** Start of Extract to read **
If we got $600k from each of our six (6) accounts, we wouldn't crush it, but we'd be okay.
Take Extraordinary Measures - Part 2
I recall a period when Oracle would allow sales leadership to minimize the inequity of how these large deals affected the smaller overlay teams.
I also remember when we closed that door, but here is how it worked while it was open.
A few of the sales leaders knew about this, but it was not broadcast to the sales teams.
I'm referring to the ability to alter sales credit after the deal was signed but before it was booked.
And while I wouldn't say I like the concept of a few people, behind closed doors, deciding compensation after the deal was in, it worked for the most part.
However, with compensation being the most sensitive of topics regarding people management, this solution introduced bias into these decisions.
That's what I did not like.
The skill required of the leader is to make ourselves aware of how the transaction affected everyone on the team, not just those in our direct reporting structure.
If we find anyone where the complexities of the situation inflicted unintended consequences, take the extraordinary measure of championing their cause to leadership.
One approach involved the management of the account lead working with leadership and sales operations to adjust sales credit to mimic a fantasy scenario that had the account purchasing each product separately from Oracle, with isolated negotiation processes that resulted in multiple orders with different discounts.
We would then total all of these conceptual orders and compare that total with the deal that was just closed.
If the conceptual total was greater than the deal amount just closed (it always was), we would apply the gap proportionately, not equally, to each product line until the gap was zero.
Other approaches had less precision and more swag.
The account lead would end up with less sales credit nearly every time.
It was "the other end of the stick" for leading the deal.
That did not seem right for all of the extra work and responsibility that fell on the lead.
But it mitigated the damage done to others on the team.
No one ever promised "fair."
We must focus on what we can control and not let things out of our control derail us.
We could control the opportunity to manage the expectations of our own team and management chain by communicating.
Best Practices
1-Account Planning - Each sales team participates. It's a good idea to enlist the help of a moderator chosen from outside of the direct sales team. It is also a best practice to allocate a couple of hours early in the session for a "Voice of the Customer." Invite a couple of different executives from the account to share their views on what is important for their employer, how best your company can serve them, and any advice for navigating their employer as an external partner.
** End of Extract to read **
Challenge 1 :: In the sales credit text, why did the author dislike letting a few leaders change sales credit after a deal was signed?
** Start of Records provided **
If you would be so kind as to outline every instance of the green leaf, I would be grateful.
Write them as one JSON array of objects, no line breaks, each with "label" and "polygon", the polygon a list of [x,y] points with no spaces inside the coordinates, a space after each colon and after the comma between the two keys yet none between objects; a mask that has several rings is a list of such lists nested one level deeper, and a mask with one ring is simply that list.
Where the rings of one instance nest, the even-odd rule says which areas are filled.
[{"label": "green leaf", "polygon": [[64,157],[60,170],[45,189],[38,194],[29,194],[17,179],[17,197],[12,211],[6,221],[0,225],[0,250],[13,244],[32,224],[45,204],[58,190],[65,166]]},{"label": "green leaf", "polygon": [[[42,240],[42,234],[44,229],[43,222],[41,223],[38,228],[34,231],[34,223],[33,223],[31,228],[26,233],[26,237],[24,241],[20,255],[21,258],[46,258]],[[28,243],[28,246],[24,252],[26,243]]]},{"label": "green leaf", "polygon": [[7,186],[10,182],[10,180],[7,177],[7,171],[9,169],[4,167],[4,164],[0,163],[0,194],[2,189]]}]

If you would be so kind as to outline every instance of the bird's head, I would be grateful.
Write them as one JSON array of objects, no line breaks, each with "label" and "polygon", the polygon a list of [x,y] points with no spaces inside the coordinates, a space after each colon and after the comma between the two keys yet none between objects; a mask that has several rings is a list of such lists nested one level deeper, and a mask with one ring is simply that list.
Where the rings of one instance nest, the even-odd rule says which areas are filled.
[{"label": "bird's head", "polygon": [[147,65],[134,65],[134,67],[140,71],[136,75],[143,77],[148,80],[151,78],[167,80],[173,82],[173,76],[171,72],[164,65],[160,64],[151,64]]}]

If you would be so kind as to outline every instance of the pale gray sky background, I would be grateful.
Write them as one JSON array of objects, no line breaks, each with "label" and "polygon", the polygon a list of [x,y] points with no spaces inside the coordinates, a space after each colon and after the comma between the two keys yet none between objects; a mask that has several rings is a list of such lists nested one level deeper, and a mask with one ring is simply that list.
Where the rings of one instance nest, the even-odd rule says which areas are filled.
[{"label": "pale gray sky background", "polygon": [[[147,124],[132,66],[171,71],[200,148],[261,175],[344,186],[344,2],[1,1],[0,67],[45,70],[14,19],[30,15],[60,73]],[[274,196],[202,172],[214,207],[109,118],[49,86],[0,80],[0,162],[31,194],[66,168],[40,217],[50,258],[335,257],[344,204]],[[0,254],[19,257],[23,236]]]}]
** End of Records provided **
Challenge 2 :: Format the entries from the line with "background, I would be grateful." through the end of the entries as a Markdown table with the columns No. and Line, leaving out blank lines.

Result 1 :: Compensation is the most sensitive topic in managing people, and a few people deciding it behind closed doors after the deal was in brought bias into those decisions.

Result 2 ::
| No. | Line |
|---|---|
| 1 | If you would be so kind as to outline every instance of the pale gray sky background, I would be grateful. |
| 2 | Write them as one JSON array of objects, no line breaks, each with "label" and "polygon", the polygon a list of [x,y] points with no spaces inside the coordinates, a space after each colon and after the comma between the two keys yet none between objects; a mask that has several rings is a list of such lists nested one level deeper, and a mask with one ring is simply that list. |
| 3 | Where the rings of one instance nest, the even-odd rule says which areas are filled. |
| 4 | [{"label": "pale gray sky background", "polygon": [[[147,124],[132,66],[171,71],[200,148],[261,175],[344,186],[344,2],[1,1],[0,67],[45,70],[14,19],[30,15],[60,73]],[[274,196],[202,172],[214,207],[109,118],[49,86],[0,80],[0,162],[31,194],[66,168],[40,217],[50,258],[335,257],[344,204]],[[0,254],[19,257],[23,236]]]}] |